● **Página**
%%
Firelei Báez: Na maioria
das relações de poder,
a vítima tenta resolver a situação.
Não quero criar narrativas de vitimização.
Quero dar-lhes a volta.
A liberdade que ofereço em cada pintura
está nos corpos que mudam.
Quando temos corpos
em permanente transição,
damos espaço para o espetador
mudar as ideias do poder.
Nesse processo, mudamos
o mundo à nossa volta.
É aqui que a beleza pode ser subversiva.
["Firelei Báez: Um Horizonte Aberto
[(ou) a Quietude de uma Ferida"]
[Firelei Báez Nomeada
Artista dos EUA de 2009]
Se eu pudesse,
seria uma eremita
numa montanha à beira-mar
e teria um espaço gigantesco
com as janelas abertas
e ficava lixada se começasse a chover.
É este o sonho.
[Canto de coro]
[Estúdio de Firelei, The Bronx]
Mas recordo que estava
sempre a fazer isto.
Um dia, tinha talvez seis anos,
umas crianças pediram-me para desenhar
umas bonequinhas bonitas.
Eu criava aqueles elaborados
vestidos de baile.
Elas tinham sempre penteados
muito complicados.
Eu tratava sempre de corpos.
A minha primeira infância
passou-se em Loma de Cabrera,
que fica mesmo na fronteira
da República Dominicana e o Haiti.
Narrador: Se seguirem sempre em frente
a partir da ponta sudeste de Cuba —
chegam perto da segunda maior ilha
do romântico arquipélago.
FB: Fazíamos todos as suposições
do que é ser das Caraíbas
e, quando saímos de lá, de poder
arranjar qualquer coisa melhor.
Uma das principais razões
por que eu quis trabalhar nestas pinturas
foi ver algumas das primeiras
ilustrações científicas
da flora e da fauna do NovoMundo.
Olhando para Carlos Lineu,
cá está esse tipo que foi o fundador
dos modernos métodos científicos
de observação e de categorização.
%%
● **Registos extraídos de uma coleção**
%%
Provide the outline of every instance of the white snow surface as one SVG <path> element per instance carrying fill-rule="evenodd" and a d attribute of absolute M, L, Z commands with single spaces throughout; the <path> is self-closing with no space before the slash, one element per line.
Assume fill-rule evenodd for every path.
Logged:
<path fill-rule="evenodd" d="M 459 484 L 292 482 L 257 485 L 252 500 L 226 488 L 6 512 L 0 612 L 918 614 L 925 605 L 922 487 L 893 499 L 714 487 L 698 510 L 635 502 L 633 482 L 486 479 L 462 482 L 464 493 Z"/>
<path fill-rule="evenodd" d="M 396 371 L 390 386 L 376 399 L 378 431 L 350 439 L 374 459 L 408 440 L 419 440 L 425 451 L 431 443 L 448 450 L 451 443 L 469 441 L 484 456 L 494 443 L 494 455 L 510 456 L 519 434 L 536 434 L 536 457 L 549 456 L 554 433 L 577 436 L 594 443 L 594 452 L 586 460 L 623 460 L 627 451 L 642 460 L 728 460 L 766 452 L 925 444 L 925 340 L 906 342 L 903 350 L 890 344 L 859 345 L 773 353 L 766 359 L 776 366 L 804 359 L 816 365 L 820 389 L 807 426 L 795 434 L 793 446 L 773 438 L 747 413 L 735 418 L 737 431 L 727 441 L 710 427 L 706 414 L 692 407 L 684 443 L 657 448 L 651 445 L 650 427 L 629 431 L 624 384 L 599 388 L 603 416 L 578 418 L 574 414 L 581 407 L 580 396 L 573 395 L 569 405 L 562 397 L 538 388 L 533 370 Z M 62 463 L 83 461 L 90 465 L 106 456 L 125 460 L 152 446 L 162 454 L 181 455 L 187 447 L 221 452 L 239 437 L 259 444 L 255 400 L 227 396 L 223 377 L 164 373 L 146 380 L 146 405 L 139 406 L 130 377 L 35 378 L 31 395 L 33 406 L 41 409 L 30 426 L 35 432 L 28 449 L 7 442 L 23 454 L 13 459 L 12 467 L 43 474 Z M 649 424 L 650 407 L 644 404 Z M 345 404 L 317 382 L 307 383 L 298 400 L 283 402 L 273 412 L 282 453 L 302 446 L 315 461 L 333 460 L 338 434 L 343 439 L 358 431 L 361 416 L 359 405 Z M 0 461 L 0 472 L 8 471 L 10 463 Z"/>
%%
● **Lista de tarefas**
1 > Cite o trecho do texto sobre Firelei Báez que começa nas palavras que contêm "Quero dar-lhes a" e termina em "ideias do poder.".
2 > Responda a estas perguntas com base no texto sobre Firelei Báez:
(a) Em que localidade passou Firelei Báez a primeira infância?
(b) Que idade tinha ela, talvez, quando umas crianças lhe pediram para desenhar bonequinhas bonitas?
(c) Segundo o texto, de que foi Carlos Lineu o fundador?
3 > Enumere, por favor, todos os países mencionados no texto sobre Firelei Báez.

● **Resultados por tarefa**
1 >
Quero dar-lhes a volta.
A liberdade que ofereço em cada pintura
está nos corpos que mudam.
Quando temos corpos
em permanente transição,
damos espaço para o espetador
mudar as ideias do poder.

2 >
(a) Em Loma de Cabrera.
(b) Talvez seis anos.
(c) Dos modernos métodos científicos de observação e de categorização.

3 > República Dominicana, Haiti, Cuba, EUA